| Directions |
From the records below, transcribe exactly the lines that begin at the line with "Query: kitchen counter" and end at the line with "Query: chef's left hand", both included.

(Point-per-instance localization data)

============================================================

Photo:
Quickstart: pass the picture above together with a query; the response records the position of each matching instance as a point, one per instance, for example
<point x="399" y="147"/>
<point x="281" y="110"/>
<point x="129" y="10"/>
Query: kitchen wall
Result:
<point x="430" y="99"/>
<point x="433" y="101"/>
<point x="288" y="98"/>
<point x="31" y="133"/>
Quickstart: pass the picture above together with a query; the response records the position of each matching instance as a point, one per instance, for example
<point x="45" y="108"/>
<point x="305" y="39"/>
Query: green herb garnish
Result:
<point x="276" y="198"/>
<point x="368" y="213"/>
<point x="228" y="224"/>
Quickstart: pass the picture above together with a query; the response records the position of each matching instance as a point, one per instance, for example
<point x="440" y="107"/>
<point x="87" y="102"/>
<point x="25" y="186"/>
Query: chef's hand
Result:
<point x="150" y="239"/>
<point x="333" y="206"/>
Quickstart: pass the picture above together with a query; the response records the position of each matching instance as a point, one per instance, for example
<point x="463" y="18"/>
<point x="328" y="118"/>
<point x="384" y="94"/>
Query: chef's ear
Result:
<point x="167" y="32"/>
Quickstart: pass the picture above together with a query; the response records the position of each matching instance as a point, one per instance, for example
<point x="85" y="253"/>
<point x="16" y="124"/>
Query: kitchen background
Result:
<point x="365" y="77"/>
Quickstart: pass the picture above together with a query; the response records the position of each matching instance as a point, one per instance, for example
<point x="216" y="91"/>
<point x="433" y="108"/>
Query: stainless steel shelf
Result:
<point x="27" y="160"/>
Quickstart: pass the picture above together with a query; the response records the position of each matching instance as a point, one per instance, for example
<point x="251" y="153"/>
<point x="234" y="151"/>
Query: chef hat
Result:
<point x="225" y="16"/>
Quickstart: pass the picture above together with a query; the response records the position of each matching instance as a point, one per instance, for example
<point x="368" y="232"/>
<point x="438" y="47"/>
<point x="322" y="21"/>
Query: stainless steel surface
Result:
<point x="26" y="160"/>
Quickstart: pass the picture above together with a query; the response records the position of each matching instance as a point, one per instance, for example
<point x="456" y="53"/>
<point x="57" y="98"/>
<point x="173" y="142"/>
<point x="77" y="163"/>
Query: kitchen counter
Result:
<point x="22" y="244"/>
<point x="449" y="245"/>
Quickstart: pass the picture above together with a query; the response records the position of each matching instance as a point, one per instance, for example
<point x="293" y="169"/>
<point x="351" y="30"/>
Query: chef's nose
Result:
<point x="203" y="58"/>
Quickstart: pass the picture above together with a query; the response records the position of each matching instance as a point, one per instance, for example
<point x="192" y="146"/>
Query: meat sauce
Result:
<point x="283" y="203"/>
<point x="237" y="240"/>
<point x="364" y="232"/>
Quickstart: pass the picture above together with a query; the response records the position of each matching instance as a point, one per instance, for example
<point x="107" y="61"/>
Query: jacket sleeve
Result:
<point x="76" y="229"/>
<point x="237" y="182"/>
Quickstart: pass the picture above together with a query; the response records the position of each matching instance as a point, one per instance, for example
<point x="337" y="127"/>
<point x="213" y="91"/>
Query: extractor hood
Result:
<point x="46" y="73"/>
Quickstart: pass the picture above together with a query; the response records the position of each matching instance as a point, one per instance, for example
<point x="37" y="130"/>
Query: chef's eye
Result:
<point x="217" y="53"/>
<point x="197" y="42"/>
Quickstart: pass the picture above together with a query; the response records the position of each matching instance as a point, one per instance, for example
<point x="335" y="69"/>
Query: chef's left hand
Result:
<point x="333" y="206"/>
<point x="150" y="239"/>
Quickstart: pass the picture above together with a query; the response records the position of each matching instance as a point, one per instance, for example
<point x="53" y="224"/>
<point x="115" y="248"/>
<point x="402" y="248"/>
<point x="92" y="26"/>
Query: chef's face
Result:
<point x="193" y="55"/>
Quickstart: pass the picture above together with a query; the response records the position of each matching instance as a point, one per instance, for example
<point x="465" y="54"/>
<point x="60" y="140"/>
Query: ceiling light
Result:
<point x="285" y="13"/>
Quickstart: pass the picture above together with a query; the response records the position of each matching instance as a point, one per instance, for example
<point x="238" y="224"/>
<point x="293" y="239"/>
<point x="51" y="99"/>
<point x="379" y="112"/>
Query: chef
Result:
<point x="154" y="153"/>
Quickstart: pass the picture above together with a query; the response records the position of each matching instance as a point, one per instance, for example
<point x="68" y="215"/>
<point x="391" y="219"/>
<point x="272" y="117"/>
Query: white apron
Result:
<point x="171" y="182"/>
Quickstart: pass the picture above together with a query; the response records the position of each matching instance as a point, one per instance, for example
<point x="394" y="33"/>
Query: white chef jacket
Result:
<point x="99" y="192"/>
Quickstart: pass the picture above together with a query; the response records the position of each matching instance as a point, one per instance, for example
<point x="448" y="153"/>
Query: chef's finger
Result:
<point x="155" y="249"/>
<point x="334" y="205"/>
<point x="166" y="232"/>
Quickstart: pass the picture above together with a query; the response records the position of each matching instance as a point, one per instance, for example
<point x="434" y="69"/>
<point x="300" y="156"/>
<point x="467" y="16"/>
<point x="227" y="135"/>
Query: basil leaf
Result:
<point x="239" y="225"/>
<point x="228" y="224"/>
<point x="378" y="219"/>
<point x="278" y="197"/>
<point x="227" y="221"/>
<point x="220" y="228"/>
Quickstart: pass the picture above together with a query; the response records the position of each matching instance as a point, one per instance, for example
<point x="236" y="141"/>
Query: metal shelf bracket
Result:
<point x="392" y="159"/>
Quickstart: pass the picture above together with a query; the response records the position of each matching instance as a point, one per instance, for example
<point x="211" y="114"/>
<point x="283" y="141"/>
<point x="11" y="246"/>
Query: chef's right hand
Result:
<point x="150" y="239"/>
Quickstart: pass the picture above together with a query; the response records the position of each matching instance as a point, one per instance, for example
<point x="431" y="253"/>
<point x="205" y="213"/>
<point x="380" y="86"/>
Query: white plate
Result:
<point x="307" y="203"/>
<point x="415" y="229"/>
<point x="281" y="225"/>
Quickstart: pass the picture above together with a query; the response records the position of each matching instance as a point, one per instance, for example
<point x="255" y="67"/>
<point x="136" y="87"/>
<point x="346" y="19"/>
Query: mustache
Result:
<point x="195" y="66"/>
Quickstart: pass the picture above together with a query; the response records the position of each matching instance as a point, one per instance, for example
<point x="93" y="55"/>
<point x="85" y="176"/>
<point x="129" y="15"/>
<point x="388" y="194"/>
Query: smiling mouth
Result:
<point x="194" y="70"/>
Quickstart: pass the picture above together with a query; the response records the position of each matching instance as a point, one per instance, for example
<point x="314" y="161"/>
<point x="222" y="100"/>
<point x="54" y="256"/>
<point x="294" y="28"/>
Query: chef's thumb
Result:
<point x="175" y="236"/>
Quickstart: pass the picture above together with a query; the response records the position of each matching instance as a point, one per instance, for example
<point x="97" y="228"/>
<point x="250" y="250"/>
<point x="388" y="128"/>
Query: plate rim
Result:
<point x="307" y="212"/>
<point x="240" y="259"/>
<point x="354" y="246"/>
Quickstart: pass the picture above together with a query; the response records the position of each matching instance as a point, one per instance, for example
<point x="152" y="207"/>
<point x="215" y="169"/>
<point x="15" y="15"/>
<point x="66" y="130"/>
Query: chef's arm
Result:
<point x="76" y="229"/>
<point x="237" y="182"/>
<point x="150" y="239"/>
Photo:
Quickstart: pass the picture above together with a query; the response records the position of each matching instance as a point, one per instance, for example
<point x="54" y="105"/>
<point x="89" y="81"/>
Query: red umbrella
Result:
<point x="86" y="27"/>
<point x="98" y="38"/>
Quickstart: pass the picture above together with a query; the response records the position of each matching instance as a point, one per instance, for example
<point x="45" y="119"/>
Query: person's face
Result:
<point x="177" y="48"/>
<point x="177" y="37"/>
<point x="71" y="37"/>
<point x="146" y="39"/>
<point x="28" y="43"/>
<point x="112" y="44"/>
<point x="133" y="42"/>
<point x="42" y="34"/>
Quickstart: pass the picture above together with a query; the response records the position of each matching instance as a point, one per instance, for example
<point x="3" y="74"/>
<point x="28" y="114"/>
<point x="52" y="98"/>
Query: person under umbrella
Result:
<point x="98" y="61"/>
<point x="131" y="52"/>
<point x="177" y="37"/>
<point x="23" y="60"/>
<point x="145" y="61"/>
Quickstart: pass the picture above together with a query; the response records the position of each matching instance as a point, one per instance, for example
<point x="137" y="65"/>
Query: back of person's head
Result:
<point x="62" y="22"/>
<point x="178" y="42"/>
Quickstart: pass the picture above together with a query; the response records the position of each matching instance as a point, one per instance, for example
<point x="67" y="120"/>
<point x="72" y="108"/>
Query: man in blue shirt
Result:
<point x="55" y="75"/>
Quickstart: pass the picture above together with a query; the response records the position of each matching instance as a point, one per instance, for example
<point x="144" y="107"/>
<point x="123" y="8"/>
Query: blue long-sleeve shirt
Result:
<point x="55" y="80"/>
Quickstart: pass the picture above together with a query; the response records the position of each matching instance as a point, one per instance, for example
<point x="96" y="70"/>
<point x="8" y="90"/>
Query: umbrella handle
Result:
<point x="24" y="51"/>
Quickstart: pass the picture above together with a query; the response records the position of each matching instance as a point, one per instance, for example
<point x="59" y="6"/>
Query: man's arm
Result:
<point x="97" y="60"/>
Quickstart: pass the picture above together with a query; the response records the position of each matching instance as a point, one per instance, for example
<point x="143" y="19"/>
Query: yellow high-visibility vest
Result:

============================================================

| Final answer |
Query: kitchen counter
Result:
<point x="22" y="244"/>
<point x="449" y="245"/>
Quickstart: pass the picture above together with a query; the response records the position of each matching instance as a point, one per instance, for example
<point x="293" y="169"/>
<point x="351" y="30"/>
Query: chef's nose
Result:
<point x="203" y="58"/>
Quickstart: pass the picture above together with a query; the response records the position of each matching instance as a point, one per instance, for example
<point x="192" y="146"/>
Query: meat sauce
Result:
<point x="283" y="203"/>
<point x="237" y="240"/>
<point x="364" y="232"/>
Quickstart: pass the picture above together with a query; the response records the position of each matching instance as a point, one per instance, for example
<point x="107" y="61"/>
Query: jacket sleeve
Result:
<point x="76" y="229"/>
<point x="237" y="182"/>
Quickstart: pass the picture above together with a query; the response records the position of each matching instance as a point, one per instance, for example
<point x="337" y="127"/>
<point x="213" y="91"/>
Query: extractor hood
Result:
<point x="46" y="73"/>
Quickstart: pass the picture above together with a query; the response records the position of each matching instance as a point, one per instance, for example
<point x="37" y="130"/>
Query: chef's eye
Result:
<point x="217" y="53"/>
<point x="197" y="42"/>
Quickstart: pass the picture above together with a query; the response records the position of each matching instance as a point, one per instance, for example
<point x="335" y="69"/>
Query: chef's left hand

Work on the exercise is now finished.